═════ DATA IN THIS EXERCISE
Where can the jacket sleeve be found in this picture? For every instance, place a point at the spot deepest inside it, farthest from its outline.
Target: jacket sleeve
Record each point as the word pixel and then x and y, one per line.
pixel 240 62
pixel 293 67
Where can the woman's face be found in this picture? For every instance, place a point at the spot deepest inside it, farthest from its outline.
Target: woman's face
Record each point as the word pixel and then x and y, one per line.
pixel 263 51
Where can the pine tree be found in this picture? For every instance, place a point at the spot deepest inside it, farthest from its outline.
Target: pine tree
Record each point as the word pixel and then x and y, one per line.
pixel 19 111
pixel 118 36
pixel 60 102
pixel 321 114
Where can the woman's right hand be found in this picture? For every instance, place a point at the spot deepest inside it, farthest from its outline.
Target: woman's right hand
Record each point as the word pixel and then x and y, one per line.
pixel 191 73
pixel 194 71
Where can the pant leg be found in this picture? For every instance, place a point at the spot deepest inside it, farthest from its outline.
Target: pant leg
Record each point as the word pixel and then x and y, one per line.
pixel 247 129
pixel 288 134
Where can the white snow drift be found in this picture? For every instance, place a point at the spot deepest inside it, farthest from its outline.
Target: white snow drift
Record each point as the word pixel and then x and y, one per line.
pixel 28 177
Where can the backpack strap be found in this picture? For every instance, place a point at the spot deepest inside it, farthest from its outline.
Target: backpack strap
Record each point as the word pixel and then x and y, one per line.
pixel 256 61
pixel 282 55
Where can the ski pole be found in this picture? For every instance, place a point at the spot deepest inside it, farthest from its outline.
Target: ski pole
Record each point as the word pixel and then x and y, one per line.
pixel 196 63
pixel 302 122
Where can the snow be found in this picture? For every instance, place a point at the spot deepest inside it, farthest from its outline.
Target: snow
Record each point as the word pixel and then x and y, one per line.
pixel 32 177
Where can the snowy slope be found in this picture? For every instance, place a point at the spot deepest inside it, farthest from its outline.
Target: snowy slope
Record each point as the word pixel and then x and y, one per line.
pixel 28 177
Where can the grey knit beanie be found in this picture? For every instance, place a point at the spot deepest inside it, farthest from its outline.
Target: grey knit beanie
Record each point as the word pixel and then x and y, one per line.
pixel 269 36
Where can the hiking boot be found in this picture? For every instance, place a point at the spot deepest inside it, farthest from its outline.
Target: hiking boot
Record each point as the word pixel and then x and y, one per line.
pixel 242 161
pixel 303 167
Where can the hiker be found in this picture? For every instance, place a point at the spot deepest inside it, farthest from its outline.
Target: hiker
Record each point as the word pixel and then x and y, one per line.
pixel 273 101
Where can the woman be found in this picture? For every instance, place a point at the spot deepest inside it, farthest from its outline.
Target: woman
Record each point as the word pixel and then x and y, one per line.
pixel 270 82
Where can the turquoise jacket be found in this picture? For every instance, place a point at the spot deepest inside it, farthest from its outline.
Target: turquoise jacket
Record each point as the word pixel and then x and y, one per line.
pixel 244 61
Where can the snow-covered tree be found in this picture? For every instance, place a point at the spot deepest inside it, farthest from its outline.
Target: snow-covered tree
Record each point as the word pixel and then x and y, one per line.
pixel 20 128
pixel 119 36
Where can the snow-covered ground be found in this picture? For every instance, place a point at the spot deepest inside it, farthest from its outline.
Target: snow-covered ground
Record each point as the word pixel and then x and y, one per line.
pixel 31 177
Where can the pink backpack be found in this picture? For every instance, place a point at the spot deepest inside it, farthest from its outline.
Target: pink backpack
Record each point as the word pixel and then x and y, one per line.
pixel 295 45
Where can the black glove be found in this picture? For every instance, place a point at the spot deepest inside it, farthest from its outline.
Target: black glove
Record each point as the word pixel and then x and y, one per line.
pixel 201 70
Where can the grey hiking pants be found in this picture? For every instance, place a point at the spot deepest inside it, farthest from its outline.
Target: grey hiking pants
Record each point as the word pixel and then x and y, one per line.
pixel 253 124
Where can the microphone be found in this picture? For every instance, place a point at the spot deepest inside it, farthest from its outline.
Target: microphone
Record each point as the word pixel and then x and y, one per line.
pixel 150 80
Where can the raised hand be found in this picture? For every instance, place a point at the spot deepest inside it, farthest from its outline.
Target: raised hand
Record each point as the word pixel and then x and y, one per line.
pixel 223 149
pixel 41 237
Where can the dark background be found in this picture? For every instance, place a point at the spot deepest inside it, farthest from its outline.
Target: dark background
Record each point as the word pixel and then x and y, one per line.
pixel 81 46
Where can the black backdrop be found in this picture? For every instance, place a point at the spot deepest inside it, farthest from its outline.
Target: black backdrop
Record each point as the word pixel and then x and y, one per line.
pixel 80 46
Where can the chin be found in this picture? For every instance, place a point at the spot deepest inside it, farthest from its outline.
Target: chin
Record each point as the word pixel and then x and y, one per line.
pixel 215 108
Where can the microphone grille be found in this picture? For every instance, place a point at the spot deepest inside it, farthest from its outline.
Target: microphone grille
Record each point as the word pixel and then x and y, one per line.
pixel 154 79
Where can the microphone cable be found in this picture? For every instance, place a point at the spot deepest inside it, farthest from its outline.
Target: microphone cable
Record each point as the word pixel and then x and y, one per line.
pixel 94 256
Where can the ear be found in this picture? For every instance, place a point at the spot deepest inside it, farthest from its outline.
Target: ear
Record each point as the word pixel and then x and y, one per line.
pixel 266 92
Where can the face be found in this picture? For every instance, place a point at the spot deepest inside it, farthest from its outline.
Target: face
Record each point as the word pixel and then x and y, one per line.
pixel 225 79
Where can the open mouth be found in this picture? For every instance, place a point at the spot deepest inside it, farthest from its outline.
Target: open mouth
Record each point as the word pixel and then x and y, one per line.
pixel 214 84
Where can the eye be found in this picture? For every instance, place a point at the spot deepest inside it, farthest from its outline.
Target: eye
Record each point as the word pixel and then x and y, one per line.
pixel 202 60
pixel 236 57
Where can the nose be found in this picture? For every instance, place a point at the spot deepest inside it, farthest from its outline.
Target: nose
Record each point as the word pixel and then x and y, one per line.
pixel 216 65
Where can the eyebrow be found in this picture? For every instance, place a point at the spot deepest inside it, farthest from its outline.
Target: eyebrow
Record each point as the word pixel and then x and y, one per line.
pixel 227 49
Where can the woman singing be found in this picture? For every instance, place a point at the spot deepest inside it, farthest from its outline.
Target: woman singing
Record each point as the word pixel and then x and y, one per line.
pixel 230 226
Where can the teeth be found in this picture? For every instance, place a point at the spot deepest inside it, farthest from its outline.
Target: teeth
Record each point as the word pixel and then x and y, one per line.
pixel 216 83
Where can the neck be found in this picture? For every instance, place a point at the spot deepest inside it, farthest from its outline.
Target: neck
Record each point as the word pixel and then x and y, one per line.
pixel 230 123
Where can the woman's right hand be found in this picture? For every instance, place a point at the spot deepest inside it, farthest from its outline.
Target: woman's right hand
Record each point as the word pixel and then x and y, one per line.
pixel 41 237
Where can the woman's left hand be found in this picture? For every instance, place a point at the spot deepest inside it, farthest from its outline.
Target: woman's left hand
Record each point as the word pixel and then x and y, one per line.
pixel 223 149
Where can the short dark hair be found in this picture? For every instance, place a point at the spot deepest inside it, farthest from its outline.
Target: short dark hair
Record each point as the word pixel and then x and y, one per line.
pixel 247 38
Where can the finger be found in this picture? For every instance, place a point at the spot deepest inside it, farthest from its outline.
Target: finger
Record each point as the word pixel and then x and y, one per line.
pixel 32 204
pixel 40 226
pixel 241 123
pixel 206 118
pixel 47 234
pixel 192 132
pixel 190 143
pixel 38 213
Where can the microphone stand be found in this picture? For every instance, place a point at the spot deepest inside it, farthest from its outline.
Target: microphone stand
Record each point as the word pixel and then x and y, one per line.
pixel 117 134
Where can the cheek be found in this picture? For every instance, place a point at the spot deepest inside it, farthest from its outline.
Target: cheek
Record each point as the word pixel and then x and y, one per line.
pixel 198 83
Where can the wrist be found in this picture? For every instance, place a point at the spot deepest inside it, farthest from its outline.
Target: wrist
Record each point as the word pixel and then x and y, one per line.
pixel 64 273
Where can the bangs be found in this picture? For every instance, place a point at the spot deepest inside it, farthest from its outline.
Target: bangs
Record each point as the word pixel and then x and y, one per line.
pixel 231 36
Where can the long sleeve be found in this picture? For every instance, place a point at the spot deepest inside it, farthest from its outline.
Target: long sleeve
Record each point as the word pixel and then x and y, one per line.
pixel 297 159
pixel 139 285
══════════
> _REQUEST_:
Could you switch "snowy slope" to "snow-covered hillside" in the data, starting at the line that contains "Where can the ski" and ending at the line that contains "pixel 269 36", and return only those lines with nothing else changed?

> _FULL ANSWER_:
Where can the ski pole be found in this picture? For every instance, place a point at the spot deepest inside it, farthest from its outline.
Target: ski pole
Record each point as the word pixel and then x and y, one per line.
pixel 196 63
pixel 302 122
Where can the snow be found in this picture? For every instance, place a point at the spot deepest inside it, farthest from its outline.
Target: snow
Record each point as the word pixel and then x and y, one per line.
pixel 32 177
Where can the snow-covered hillside be found in this picture? For every instance, place a point at the spot deepest inside it, farthest from its outline.
Target: snow-covered hillside
Record each point as the word pixel and then x and y, one per line.
pixel 28 177
Where can the grey knit beanie be found in this picture? For every instance, place a point at the spot deepest inside it, farthest from its outline.
Target: grey knit beanie
Record each point as the word pixel and then x and y, one per line.
pixel 269 36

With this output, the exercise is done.